| WHAT TO DO |
Write out the entries, please, from the line containing "Each instance gets a single point. Label the striped" through their final line, exactly and with nothing else.

[Point localization data]
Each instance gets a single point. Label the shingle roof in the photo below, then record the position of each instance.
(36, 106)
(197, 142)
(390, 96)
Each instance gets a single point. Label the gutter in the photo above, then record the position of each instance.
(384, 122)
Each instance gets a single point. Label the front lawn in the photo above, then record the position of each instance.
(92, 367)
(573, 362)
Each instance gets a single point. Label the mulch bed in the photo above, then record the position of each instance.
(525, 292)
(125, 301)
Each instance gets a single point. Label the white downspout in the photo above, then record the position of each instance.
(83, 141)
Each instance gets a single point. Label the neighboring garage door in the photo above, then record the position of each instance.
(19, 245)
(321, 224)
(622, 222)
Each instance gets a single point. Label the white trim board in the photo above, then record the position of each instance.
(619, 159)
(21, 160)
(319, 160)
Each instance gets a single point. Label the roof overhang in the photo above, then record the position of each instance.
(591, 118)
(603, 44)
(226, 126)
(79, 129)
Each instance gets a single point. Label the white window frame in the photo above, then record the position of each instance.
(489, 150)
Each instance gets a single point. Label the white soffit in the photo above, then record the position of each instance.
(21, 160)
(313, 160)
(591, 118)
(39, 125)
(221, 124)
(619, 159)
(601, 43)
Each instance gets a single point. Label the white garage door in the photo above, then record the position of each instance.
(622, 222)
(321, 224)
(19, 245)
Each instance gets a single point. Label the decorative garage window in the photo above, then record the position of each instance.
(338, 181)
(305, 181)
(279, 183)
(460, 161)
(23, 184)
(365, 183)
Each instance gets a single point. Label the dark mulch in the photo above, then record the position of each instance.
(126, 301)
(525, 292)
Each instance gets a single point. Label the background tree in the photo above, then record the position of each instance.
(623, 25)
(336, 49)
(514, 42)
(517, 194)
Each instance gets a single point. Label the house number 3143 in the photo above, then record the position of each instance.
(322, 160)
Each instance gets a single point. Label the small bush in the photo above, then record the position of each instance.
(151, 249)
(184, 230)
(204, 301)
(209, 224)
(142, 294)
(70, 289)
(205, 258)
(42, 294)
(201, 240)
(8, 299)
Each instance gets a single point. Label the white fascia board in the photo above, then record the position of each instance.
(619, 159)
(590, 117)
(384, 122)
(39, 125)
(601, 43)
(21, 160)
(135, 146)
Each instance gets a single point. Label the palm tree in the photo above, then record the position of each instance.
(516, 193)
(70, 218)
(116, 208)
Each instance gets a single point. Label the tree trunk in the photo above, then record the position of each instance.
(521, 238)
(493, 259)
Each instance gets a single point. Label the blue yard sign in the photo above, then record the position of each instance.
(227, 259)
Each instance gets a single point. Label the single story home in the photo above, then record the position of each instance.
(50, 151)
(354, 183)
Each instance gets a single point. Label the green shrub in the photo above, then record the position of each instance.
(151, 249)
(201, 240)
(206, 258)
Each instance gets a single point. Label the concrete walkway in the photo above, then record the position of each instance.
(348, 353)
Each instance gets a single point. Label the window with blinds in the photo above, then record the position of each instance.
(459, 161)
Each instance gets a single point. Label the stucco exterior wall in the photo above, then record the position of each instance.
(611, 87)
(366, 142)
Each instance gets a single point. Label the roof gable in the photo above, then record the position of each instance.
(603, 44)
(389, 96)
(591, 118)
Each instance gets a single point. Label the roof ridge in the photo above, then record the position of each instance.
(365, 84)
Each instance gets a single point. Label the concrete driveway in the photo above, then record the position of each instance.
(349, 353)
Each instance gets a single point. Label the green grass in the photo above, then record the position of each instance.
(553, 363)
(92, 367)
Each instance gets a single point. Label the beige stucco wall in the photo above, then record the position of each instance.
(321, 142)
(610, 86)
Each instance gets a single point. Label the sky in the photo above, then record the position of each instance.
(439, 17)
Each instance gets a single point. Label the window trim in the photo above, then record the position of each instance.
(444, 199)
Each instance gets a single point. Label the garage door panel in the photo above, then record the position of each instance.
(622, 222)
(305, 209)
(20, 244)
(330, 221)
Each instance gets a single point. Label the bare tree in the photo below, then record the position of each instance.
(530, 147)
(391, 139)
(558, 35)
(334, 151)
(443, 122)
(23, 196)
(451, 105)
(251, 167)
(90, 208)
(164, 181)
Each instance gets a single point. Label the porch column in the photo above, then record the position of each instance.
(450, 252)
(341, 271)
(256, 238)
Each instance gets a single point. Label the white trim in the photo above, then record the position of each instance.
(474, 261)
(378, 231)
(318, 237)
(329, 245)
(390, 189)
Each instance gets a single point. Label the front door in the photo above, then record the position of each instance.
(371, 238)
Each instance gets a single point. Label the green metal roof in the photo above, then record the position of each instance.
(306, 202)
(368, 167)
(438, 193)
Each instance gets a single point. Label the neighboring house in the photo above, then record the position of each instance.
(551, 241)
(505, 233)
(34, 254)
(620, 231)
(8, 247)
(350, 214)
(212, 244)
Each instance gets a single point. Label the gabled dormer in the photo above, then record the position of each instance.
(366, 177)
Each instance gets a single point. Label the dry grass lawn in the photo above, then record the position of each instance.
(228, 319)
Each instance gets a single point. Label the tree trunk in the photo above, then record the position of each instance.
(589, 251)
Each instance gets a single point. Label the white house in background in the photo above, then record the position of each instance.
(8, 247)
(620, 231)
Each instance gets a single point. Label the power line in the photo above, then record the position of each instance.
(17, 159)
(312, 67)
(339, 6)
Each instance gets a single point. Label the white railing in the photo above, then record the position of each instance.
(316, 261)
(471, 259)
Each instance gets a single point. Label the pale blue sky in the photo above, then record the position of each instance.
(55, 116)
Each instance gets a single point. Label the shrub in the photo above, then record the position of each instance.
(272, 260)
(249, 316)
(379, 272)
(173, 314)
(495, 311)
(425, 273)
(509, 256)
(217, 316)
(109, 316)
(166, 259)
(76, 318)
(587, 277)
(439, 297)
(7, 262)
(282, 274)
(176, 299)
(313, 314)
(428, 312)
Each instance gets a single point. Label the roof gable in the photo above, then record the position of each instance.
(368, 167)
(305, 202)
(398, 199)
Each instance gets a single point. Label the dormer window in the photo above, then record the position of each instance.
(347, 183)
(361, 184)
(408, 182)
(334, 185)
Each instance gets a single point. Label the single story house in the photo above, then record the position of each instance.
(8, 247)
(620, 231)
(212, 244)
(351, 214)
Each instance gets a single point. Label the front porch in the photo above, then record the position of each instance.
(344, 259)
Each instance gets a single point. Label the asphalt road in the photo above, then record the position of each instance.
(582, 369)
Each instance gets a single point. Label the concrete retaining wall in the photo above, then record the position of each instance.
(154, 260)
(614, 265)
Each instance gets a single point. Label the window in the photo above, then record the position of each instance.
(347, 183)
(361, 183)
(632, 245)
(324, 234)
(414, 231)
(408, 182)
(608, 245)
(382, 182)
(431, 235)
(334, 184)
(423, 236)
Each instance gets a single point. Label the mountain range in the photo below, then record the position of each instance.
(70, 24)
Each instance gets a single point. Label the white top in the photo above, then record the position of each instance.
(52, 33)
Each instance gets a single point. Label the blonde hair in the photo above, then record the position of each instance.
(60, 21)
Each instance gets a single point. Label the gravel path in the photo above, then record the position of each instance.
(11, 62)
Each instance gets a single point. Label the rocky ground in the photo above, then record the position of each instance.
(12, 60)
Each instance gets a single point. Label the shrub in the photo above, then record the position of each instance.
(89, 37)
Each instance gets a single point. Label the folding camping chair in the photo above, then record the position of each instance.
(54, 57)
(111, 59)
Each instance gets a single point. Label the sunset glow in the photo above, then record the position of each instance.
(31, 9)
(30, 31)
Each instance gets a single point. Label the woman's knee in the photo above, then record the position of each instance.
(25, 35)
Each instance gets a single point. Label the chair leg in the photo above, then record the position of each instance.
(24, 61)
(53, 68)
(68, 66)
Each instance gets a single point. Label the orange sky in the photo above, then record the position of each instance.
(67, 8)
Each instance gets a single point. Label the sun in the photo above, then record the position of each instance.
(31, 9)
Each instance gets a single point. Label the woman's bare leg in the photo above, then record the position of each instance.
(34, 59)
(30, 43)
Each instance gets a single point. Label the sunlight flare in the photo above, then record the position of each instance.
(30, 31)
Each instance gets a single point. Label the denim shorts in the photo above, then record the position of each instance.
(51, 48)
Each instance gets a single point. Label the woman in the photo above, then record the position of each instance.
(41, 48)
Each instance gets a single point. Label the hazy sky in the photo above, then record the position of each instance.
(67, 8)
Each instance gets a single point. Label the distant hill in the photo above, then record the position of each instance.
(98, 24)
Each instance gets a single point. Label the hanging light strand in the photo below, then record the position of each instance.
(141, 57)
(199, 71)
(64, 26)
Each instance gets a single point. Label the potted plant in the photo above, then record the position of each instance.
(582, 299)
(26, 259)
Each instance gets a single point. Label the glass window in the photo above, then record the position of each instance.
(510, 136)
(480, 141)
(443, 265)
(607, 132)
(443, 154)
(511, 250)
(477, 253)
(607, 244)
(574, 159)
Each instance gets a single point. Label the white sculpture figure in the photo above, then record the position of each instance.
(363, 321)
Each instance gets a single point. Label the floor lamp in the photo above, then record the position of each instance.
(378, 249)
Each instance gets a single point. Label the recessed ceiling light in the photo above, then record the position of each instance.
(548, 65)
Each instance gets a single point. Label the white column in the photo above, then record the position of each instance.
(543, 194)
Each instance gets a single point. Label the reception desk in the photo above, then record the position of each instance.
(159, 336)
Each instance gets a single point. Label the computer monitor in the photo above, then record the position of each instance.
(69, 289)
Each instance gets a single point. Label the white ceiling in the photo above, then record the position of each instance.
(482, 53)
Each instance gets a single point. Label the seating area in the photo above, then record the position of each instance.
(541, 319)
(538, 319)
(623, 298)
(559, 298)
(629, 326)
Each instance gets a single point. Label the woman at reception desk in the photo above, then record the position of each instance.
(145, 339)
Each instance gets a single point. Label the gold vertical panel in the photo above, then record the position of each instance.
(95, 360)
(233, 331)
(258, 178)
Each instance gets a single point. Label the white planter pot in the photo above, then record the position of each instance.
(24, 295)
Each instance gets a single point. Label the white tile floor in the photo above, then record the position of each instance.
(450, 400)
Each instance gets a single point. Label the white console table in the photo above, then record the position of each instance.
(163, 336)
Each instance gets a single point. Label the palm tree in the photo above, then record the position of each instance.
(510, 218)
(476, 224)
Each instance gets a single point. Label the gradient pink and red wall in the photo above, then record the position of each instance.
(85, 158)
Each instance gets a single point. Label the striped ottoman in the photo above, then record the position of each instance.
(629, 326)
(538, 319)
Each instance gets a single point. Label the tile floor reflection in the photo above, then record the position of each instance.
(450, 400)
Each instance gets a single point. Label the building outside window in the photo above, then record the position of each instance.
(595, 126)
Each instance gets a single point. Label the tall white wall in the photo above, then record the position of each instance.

| TASK RESULT |
Each instance gets a single point. Label the striped ottoman in the photo above, then record the position of each instance.
(629, 326)
(538, 319)
Each instance gets a single point. Label the tile floor reflection in the photo above, then record the position of each instance.
(450, 400)
Each instance gets a single point. Label the building outside window in the photo above, then record the position of each instance.
(595, 126)
Each instance gets a single point. Label the tall white wall in the photo above, then record the position of each instance.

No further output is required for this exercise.